■ Task directions: Return every line in the data below that contains the word "green".

BEGIN Dataset rows

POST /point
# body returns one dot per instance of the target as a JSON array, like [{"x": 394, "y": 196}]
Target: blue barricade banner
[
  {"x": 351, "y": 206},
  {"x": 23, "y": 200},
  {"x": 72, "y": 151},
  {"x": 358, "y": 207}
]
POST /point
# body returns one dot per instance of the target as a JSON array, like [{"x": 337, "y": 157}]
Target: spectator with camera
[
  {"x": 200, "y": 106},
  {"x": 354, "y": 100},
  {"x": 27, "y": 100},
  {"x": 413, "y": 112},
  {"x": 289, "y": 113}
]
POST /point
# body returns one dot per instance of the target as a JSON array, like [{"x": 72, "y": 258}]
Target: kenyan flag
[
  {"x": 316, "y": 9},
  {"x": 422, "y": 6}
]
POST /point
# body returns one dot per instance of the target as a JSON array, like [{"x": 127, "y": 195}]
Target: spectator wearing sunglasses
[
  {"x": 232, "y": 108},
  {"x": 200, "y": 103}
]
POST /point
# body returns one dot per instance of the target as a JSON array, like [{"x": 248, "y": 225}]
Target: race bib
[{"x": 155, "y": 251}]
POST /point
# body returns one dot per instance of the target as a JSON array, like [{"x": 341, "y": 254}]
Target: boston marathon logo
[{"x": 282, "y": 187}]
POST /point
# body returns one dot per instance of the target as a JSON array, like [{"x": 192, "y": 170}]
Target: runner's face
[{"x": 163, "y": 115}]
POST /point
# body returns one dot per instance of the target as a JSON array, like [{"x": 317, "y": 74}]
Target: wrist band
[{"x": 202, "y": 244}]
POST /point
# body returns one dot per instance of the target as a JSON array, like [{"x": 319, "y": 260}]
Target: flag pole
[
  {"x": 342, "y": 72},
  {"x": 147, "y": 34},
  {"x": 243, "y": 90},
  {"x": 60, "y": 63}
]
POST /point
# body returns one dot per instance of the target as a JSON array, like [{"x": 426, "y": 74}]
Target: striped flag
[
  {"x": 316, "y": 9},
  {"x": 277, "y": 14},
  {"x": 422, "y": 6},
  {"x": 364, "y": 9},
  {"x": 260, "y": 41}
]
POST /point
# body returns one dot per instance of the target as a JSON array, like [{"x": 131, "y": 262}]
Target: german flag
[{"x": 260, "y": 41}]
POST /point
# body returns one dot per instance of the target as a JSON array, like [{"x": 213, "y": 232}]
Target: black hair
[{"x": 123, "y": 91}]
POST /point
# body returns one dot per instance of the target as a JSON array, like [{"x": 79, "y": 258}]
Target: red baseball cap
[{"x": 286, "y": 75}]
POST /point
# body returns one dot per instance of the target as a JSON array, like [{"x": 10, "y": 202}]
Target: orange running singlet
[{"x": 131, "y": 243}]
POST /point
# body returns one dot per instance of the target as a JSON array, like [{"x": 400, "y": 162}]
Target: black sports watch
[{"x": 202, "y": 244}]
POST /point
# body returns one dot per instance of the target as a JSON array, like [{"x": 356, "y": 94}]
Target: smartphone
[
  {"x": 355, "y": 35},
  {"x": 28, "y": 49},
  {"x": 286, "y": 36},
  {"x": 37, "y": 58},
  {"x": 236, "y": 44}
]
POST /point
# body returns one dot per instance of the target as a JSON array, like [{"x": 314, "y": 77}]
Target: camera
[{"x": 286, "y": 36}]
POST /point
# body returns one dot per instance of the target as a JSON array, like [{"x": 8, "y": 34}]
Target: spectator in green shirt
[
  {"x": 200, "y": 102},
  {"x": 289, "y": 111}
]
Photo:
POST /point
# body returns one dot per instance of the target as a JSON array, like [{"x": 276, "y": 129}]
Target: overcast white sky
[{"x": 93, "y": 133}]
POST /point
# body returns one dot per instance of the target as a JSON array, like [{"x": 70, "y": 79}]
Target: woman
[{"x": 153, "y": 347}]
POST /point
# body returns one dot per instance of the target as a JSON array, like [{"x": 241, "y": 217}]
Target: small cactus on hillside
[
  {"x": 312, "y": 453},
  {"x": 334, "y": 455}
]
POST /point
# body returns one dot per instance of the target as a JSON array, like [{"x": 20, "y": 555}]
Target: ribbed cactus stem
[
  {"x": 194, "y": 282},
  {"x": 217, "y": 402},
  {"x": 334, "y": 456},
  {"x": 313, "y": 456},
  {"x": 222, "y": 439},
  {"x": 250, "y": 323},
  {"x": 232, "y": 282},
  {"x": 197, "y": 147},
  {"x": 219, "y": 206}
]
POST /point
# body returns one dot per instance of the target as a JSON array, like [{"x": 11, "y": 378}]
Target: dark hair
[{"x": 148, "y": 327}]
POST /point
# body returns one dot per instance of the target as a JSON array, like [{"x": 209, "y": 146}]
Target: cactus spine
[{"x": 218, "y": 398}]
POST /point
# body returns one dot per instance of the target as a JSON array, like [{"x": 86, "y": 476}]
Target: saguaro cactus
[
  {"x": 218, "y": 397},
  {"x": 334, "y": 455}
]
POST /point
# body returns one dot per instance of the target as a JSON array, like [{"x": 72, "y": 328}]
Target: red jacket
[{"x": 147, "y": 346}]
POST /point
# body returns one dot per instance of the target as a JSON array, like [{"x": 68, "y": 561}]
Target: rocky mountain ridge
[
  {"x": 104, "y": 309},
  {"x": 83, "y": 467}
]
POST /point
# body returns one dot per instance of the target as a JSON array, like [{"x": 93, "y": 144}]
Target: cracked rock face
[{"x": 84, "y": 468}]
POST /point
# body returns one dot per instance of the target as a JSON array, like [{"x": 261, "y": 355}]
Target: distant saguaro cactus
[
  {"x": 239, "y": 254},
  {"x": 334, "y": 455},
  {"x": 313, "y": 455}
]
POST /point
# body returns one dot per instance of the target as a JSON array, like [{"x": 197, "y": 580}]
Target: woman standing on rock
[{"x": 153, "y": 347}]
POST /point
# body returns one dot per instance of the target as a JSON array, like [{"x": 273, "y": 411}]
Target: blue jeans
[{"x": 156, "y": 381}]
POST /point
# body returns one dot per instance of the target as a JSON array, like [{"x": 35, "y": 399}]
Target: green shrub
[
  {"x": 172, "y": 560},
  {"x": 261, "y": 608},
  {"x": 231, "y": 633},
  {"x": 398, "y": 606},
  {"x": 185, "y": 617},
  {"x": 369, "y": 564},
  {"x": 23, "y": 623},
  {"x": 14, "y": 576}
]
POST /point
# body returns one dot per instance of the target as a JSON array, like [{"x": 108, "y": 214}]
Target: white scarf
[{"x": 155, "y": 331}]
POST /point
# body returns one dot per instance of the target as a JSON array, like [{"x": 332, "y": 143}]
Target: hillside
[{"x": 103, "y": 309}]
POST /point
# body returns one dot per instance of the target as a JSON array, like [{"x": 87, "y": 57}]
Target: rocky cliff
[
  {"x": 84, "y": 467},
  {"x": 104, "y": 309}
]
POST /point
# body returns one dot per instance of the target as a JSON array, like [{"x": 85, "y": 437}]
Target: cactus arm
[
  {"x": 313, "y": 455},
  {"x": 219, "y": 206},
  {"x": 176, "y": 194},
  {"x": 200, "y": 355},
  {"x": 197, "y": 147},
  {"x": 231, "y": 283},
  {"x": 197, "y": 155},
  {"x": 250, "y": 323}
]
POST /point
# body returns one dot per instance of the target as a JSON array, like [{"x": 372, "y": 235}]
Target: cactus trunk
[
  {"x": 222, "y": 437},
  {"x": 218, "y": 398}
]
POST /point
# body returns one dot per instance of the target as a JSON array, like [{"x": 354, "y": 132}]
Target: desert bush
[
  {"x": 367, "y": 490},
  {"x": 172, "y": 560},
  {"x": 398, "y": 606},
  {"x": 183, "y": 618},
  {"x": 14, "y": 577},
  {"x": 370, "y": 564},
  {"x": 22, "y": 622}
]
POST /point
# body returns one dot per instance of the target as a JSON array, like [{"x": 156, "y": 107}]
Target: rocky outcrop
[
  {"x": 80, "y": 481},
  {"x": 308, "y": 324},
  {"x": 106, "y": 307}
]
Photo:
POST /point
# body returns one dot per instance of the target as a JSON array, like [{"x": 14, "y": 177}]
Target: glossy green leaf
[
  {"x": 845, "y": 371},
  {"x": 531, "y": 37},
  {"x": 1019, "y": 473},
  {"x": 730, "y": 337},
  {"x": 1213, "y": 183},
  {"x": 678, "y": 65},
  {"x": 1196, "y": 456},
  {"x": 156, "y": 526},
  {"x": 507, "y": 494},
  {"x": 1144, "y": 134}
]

END Dataset rows

■ Result for this task:
Target: spectator in green shirt
Target: green shrub
Target: glossy green leaf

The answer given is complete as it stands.